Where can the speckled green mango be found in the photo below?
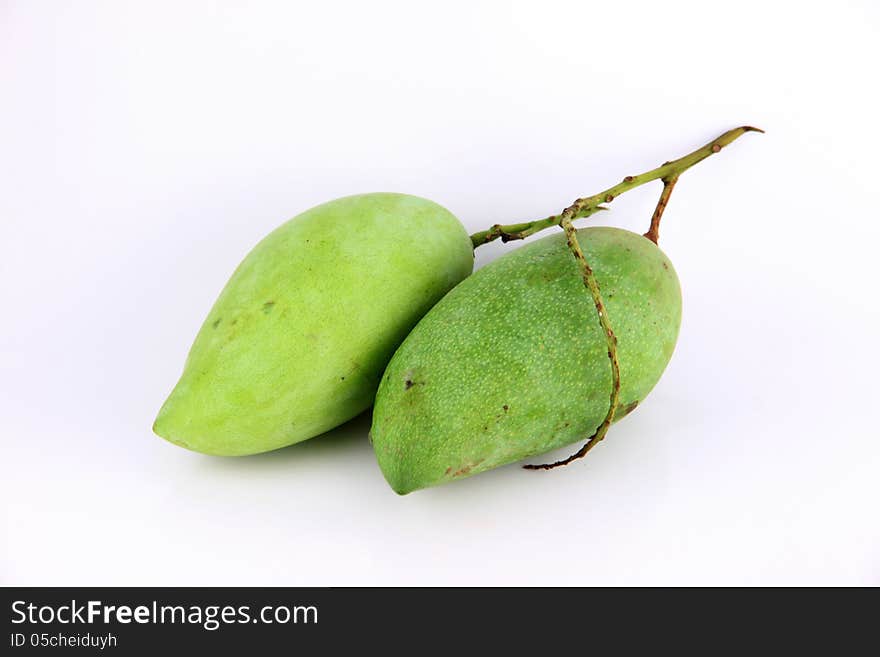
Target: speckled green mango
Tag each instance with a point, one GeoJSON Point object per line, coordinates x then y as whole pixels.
{"type": "Point", "coordinates": [297, 341]}
{"type": "Point", "coordinates": [513, 362]}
**********
__Task prompt__: When you retype the material above, copy each line exactly and drop whatever images appear in it.

__Finished exercise__:
Where can the speckled green mango be found in the photo below?
Target: speckled green mango
Tag each instance with a point, one GeoJSON Point object per line, coordinates x then y as whole pixels.
{"type": "Point", "coordinates": [297, 341]}
{"type": "Point", "coordinates": [513, 362]}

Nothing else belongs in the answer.